▸ EXCERPTED TEXT

03 October 2011

Notes - economics coming home to roost /

         Nearing noon. Earlier when reading the Cincinnati Enquirer you noted that on the bottom of the front page no less, the first article on the Wall Street demonstration. It half made your day, as you are also sympathetic towards their cause. You are working on re-organizing your medical files into new categories in case the statements are needed in the future. And, today, you get your new tree. Scott called and said the ‘plates’ have been ordered and if ready he will install the toilets this Thursday or Friday. Wednesday you have your appointment with the spine specialist.
         You are sounding like a secretary, Amorella. I do need to keep the week in some sort of order though. I can’t for the life of me figure out how we did all this stuff when we were both working. Well, of course, Carol did it, but I don’t know how.

         This afternoon the tree was planted and we moved the grass they took out and dirt to the northwest side where the grass has not been growing. No sense in wasting the material and now that the trees are trimmed and the one was cut down earlier there just might be enough sun. If not, then back to the moss that was already growing there. I don’t mind it as it is green and fits with the rocks and trees and grass. It’s the natural cover back there anyway.

▸ WORK TO COMPLETE
**A.** In the journal entry, on which day is the appointment with the spine specialist?
**B.** Continue the journal entry from the point where it ends.

Natural language region descriptions:
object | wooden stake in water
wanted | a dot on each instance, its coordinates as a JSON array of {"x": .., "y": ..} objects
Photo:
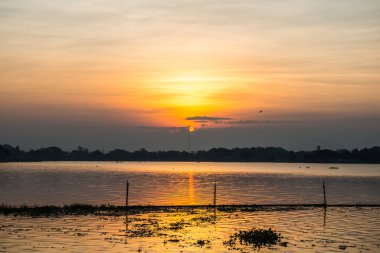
[
  {"x": 126, "y": 194},
  {"x": 215, "y": 195},
  {"x": 324, "y": 193}
]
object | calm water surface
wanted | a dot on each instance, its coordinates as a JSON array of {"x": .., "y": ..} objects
[{"x": 182, "y": 183}]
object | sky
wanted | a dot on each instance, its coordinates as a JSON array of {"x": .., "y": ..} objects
[{"x": 134, "y": 74}]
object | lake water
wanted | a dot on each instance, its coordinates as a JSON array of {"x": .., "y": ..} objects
[
  {"x": 316, "y": 230},
  {"x": 185, "y": 183}
]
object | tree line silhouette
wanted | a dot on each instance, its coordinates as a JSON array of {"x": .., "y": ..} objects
[{"x": 9, "y": 153}]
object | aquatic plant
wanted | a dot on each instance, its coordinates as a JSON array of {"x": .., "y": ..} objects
[{"x": 255, "y": 237}]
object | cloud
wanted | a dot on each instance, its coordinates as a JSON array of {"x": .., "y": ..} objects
[{"x": 207, "y": 118}]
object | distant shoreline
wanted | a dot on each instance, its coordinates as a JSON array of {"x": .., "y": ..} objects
[
  {"x": 101, "y": 210},
  {"x": 371, "y": 155}
]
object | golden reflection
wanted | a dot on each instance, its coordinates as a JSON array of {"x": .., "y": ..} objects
[{"x": 191, "y": 188}]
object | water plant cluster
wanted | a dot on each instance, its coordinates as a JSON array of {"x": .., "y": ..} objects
[{"x": 255, "y": 237}]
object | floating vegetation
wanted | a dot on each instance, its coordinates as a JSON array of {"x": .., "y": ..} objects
[
  {"x": 255, "y": 237},
  {"x": 111, "y": 210},
  {"x": 202, "y": 243},
  {"x": 204, "y": 219}
]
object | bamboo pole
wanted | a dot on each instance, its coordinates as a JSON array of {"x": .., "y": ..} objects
[{"x": 215, "y": 195}]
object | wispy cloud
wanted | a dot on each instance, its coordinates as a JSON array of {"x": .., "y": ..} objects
[{"x": 207, "y": 118}]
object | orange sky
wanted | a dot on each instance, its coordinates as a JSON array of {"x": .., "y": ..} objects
[{"x": 156, "y": 63}]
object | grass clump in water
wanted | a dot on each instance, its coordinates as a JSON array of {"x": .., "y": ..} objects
[{"x": 255, "y": 237}]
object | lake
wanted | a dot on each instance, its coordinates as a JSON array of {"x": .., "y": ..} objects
[{"x": 187, "y": 183}]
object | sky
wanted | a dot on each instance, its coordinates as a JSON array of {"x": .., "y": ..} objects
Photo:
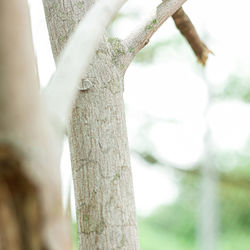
[{"x": 166, "y": 101}]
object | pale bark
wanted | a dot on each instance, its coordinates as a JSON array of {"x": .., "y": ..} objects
[
  {"x": 30, "y": 204},
  {"x": 97, "y": 132},
  {"x": 98, "y": 142},
  {"x": 59, "y": 94}
]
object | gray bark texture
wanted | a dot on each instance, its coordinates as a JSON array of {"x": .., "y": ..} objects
[
  {"x": 30, "y": 193},
  {"x": 98, "y": 139}
]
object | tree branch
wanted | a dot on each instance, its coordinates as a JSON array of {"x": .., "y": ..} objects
[
  {"x": 187, "y": 29},
  {"x": 138, "y": 39},
  {"x": 75, "y": 58}
]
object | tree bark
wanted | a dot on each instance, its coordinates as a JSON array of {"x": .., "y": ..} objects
[
  {"x": 30, "y": 198},
  {"x": 98, "y": 139}
]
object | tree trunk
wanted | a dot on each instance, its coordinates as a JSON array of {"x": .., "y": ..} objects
[
  {"x": 30, "y": 198},
  {"x": 98, "y": 140}
]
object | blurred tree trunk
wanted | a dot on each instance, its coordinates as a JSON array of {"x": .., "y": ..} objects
[
  {"x": 30, "y": 199},
  {"x": 98, "y": 140}
]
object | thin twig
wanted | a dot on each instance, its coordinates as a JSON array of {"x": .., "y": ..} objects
[
  {"x": 139, "y": 38},
  {"x": 187, "y": 29}
]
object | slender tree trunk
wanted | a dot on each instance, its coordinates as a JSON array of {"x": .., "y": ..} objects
[
  {"x": 98, "y": 140},
  {"x": 30, "y": 200}
]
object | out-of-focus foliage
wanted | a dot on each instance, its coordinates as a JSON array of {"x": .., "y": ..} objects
[
  {"x": 174, "y": 227},
  {"x": 237, "y": 87},
  {"x": 148, "y": 54}
]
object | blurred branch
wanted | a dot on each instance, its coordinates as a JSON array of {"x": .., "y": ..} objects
[
  {"x": 75, "y": 58},
  {"x": 140, "y": 38},
  {"x": 224, "y": 178},
  {"x": 187, "y": 29}
]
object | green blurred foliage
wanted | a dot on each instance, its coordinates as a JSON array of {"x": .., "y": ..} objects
[
  {"x": 237, "y": 87},
  {"x": 174, "y": 227}
]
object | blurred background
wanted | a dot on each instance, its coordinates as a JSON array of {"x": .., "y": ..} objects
[{"x": 188, "y": 126}]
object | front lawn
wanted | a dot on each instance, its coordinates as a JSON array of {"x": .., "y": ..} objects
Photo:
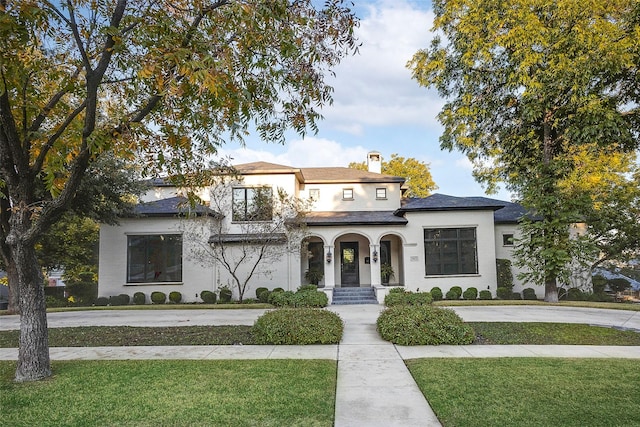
[
  {"x": 173, "y": 393},
  {"x": 531, "y": 392}
]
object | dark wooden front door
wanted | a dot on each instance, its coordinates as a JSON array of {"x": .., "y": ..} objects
[{"x": 350, "y": 275}]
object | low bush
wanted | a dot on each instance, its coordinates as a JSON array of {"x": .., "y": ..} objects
[
  {"x": 470, "y": 293},
  {"x": 485, "y": 295},
  {"x": 423, "y": 325},
  {"x": 122, "y": 299},
  {"x": 300, "y": 298},
  {"x": 102, "y": 301},
  {"x": 260, "y": 290},
  {"x": 208, "y": 297},
  {"x": 575, "y": 294},
  {"x": 175, "y": 297},
  {"x": 452, "y": 295},
  {"x": 139, "y": 298},
  {"x": 503, "y": 293},
  {"x": 399, "y": 296},
  {"x": 298, "y": 326},
  {"x": 457, "y": 290},
  {"x": 158, "y": 297},
  {"x": 225, "y": 295},
  {"x": 529, "y": 294},
  {"x": 263, "y": 296}
]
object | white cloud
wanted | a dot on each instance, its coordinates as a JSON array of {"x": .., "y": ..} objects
[
  {"x": 308, "y": 152},
  {"x": 375, "y": 87}
]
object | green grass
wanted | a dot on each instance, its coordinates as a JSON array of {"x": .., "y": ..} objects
[
  {"x": 173, "y": 393},
  {"x": 531, "y": 392},
  {"x": 97, "y": 336},
  {"x": 551, "y": 334}
]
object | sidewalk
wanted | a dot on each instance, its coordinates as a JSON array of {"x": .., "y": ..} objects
[{"x": 374, "y": 387}]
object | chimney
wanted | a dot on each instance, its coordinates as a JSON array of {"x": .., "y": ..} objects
[{"x": 374, "y": 162}]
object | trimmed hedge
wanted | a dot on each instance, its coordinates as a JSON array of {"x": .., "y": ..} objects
[
  {"x": 485, "y": 295},
  {"x": 158, "y": 297},
  {"x": 423, "y": 325},
  {"x": 139, "y": 298},
  {"x": 399, "y": 296},
  {"x": 175, "y": 297},
  {"x": 208, "y": 297},
  {"x": 470, "y": 293},
  {"x": 298, "y": 326}
]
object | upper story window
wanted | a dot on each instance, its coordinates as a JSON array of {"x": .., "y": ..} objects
[
  {"x": 450, "y": 251},
  {"x": 154, "y": 258},
  {"x": 252, "y": 204},
  {"x": 507, "y": 239}
]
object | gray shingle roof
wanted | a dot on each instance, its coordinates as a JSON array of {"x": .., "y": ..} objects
[
  {"x": 173, "y": 206},
  {"x": 353, "y": 218}
]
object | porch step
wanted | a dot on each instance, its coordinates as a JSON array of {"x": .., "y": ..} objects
[{"x": 345, "y": 296}]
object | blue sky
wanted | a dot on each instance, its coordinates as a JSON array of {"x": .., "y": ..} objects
[{"x": 377, "y": 106}]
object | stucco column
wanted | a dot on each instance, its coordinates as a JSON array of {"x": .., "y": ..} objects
[
  {"x": 329, "y": 267},
  {"x": 374, "y": 256}
]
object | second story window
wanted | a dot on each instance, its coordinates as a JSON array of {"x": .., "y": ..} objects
[{"x": 252, "y": 204}]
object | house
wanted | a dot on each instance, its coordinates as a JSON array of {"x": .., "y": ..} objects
[{"x": 356, "y": 222}]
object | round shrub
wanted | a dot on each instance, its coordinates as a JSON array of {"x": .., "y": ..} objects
[
  {"x": 259, "y": 291},
  {"x": 225, "y": 295},
  {"x": 451, "y": 294},
  {"x": 298, "y": 326},
  {"x": 102, "y": 301},
  {"x": 139, "y": 298},
  {"x": 457, "y": 290},
  {"x": 503, "y": 293},
  {"x": 575, "y": 294},
  {"x": 423, "y": 325},
  {"x": 470, "y": 293},
  {"x": 158, "y": 297},
  {"x": 486, "y": 295},
  {"x": 529, "y": 294},
  {"x": 208, "y": 297},
  {"x": 175, "y": 297},
  {"x": 263, "y": 296}
]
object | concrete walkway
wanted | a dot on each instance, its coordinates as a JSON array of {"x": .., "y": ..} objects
[{"x": 374, "y": 387}]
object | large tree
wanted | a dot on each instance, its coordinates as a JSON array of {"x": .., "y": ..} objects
[
  {"x": 418, "y": 177},
  {"x": 527, "y": 82},
  {"x": 165, "y": 80}
]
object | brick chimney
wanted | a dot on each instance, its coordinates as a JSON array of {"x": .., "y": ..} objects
[{"x": 374, "y": 162}]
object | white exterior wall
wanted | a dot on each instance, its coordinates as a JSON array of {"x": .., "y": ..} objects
[
  {"x": 414, "y": 258},
  {"x": 112, "y": 270},
  {"x": 364, "y": 197}
]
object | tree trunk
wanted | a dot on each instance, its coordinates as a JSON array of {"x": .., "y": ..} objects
[
  {"x": 14, "y": 288},
  {"x": 551, "y": 290},
  {"x": 33, "y": 353}
]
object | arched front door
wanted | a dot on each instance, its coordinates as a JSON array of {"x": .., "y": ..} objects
[{"x": 349, "y": 264}]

▸ RESPONSES BY TASK
**A.** Wednesday

**B.**
         Late afternoon. Late lunch (split a sub) at Penn Station, a usual spot this year, a couple errands and two kid’s cups at Graeter’s. Again, a usual spot. I bought a multi-file for medical records. It will be nice to have it better organized. Plus, Carol picks up Medicare Part B in January for the first time and we both go to a new State Teachers’ Retirement System supplement for Medicare Part A through Aetna in January, a fairer plan then the Medical Mutual we have now. As Ohio teachers neither of us qualified for Part A or Social Security. We had no option as teachers which is fine. We chose to teach in Ohio not because we would make a lot of money but because of the pension system which we paid into as well as the boards of education. We paid in at least twice as much to the pension along the way as people paid into their social security. We never got a bonus, summers and holidays and breaks were not paid days. No complaints but I get pissed about how people complain that teachers have it too good. Damn Ohio politics. Social services should be a part of the state and federal governments. That’s my thought.

         You have made yourself angry along the lines of your last paragraph, partly because you feel you have to justify your pension as you are sharing this. You don’t. What you say is true, and a lot of people who could have taught and been good teachers, chose not to do so for a variety of reasons. Every so often economic systems historically come home to roost. Marx had a point. – Amorella.

         People will think you are a socialist, Amorella, or worse, a communist.

         I am who I am, boy. To try to protect me is arrogant; to try to protect yourself is human.